--- Entries shown Enclosed Below ---
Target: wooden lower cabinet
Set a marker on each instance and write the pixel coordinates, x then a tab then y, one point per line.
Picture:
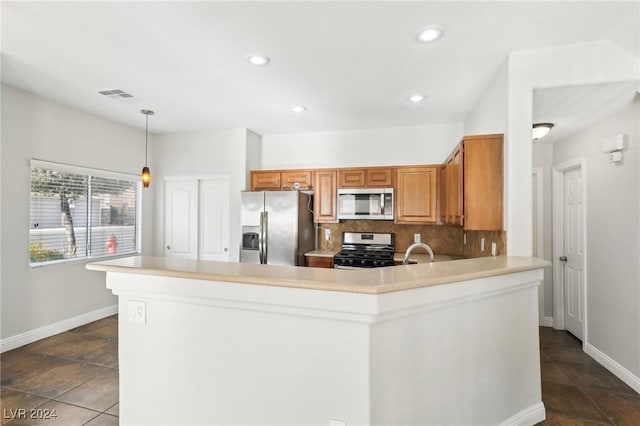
320	261
416	194
325	188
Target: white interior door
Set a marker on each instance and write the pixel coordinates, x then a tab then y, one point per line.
573	255
538	241
214	219
181	218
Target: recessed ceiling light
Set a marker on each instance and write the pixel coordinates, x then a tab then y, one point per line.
429	34
257	59
540	130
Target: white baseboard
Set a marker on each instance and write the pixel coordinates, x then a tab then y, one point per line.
618	370
56	328
546	322
527	417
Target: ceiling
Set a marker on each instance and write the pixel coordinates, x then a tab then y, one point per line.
352	64
572	108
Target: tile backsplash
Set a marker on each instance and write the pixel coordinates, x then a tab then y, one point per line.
441	238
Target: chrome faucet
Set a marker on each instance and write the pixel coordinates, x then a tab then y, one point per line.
405	261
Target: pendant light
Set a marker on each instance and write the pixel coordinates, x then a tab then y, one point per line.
146	174
540	130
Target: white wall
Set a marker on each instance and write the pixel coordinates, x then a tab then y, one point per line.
199	155
372	147
543	158
587	63
34	127
613	228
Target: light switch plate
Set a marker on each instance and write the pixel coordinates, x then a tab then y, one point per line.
138	311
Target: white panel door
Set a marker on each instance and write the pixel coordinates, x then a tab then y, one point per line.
181	218
214	219
573	252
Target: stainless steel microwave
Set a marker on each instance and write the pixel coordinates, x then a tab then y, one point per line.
365	203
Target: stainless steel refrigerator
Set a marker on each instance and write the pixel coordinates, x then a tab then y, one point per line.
277	227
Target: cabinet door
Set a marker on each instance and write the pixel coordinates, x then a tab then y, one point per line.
181	218
457	212
443	205
290	177
381	178
263	180
324	199
416	194
351	178
483	182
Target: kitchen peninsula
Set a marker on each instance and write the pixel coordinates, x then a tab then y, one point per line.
453	342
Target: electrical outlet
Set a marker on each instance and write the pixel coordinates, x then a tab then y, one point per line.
138	311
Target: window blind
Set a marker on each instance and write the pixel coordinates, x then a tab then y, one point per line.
82	213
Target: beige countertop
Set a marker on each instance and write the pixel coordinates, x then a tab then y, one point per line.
321	253
368	281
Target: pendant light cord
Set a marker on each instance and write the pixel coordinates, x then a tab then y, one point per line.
146	136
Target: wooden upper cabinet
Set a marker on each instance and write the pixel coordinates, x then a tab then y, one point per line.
483	182
380	177
417	194
352	178
325	196
279	179
451	193
290	177
264	180
377	177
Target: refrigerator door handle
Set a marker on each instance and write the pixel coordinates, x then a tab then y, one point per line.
265	232
261	238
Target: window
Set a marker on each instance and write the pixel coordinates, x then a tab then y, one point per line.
82	213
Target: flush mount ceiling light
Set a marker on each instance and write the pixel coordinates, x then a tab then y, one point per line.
257	59
540	130
146	174
429	34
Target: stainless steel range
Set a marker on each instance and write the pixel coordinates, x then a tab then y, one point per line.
365	250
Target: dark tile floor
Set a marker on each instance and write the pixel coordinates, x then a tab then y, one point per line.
73	375
576	390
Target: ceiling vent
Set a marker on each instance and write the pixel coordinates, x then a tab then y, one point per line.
116	94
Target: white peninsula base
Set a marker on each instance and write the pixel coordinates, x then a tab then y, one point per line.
223	352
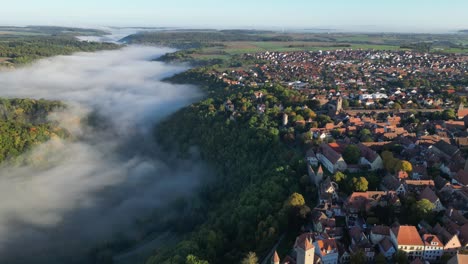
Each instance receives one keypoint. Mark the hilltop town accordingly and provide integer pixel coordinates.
(384, 136)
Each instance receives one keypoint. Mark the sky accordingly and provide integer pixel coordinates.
(341, 15)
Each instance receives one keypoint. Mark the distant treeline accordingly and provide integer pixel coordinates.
(27, 49)
(193, 39)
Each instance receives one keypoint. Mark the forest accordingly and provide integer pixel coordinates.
(27, 49)
(24, 124)
(258, 194)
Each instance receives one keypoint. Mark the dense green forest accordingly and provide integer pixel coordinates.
(248, 206)
(27, 49)
(23, 124)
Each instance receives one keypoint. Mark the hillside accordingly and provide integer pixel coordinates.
(23, 124)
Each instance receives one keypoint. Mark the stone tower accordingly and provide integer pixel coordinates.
(305, 253)
(285, 119)
(275, 259)
(339, 104)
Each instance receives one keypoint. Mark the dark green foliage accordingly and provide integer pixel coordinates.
(245, 207)
(23, 124)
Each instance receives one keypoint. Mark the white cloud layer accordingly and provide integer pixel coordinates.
(86, 190)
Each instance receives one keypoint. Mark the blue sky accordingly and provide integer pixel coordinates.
(355, 15)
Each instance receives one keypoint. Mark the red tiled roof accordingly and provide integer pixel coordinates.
(428, 194)
(407, 235)
(429, 239)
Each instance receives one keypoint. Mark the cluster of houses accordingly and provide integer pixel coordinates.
(337, 216)
(358, 76)
(434, 147)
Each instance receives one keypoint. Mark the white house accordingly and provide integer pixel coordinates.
(330, 159)
(433, 247)
(370, 158)
(407, 239)
(386, 248)
(327, 250)
(429, 195)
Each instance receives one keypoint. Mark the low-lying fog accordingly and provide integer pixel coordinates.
(86, 190)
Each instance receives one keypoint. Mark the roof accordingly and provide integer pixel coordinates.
(304, 241)
(367, 152)
(446, 148)
(327, 245)
(428, 194)
(381, 230)
(407, 235)
(432, 240)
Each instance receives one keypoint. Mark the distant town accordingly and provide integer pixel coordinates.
(395, 118)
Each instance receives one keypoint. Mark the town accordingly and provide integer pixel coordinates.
(385, 139)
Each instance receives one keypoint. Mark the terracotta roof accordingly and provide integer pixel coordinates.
(428, 194)
(407, 235)
(381, 230)
(329, 153)
(304, 241)
(327, 245)
(276, 257)
(368, 153)
(385, 244)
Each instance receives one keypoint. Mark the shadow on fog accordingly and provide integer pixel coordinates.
(87, 190)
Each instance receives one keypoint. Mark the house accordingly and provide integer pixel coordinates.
(386, 248)
(462, 112)
(327, 250)
(360, 242)
(305, 250)
(451, 241)
(328, 191)
(433, 247)
(407, 239)
(370, 158)
(444, 149)
(312, 158)
(331, 159)
(378, 233)
(458, 259)
(430, 195)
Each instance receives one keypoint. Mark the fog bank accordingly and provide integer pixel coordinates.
(85, 190)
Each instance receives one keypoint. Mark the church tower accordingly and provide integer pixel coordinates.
(305, 252)
(339, 104)
(275, 259)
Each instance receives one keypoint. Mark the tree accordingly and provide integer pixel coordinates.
(424, 207)
(358, 257)
(191, 259)
(351, 154)
(338, 177)
(295, 200)
(251, 258)
(404, 166)
(400, 257)
(360, 184)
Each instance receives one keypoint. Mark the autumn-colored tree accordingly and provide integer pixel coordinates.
(251, 258)
(404, 166)
(360, 184)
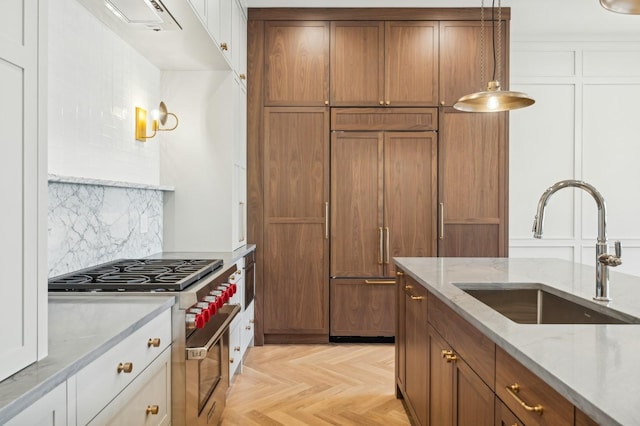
--- End of Enclosed Entries shown ---
What you should do — In the entries above, one line contains "Target: electrical outlet" and another contains "Target: ceiling vent". Reproduce exactly those two lines and the lines between them, nothing else.

Result of the task —
Target: electrical outlet
Set a marker on each instance and write the pixel coordinates, x then a tab then y, one point per line.
138	311
Target: window blind
Set a marker on each instance and write the pixel coordinates, x then a tab then y, one point per line.
82	213
Target: beige countertop
Set a marker on each instance and write the pixel coordinates, x then a tab then y, one point per line.
321	253
368	281
Target: pendant light cord
Set a marker on each instance and write the pixel coordinates, x then a tab then y, one point per line.
146	136
Target: wooden upper cabinet
Set a marker on each instance and write the pixel coordinates, x then a tab then y, one point per line.
483	182
380	177
417	194
352	178
325	196
279	179
451	193
290	177
264	180
377	177
Target: refrigerator door handle
Set a marker on each instance and write the pixel coordinates, x then a tab then y, one point per line.
265	232
261	238
Target: window
Set a marker on each instance and write the pixel coordinates, x then a tab then y, one point per line.
82	213
Target: flush mount ceiling light
Set a marker on each instance and write the pixel coordinates, x then a tab then y, one point per line.
257	59
540	130
146	174
429	34
Target: stainless steel range
Set a marker on each instance and write the pixel coordinates, x then a tab then y, one point per line.
365	250
Target: dark tile floor
Set a marker on each instance and write the pixel coordinates, x then a tab then y, one point per line.
73	375
576	390
Target: ceiling vent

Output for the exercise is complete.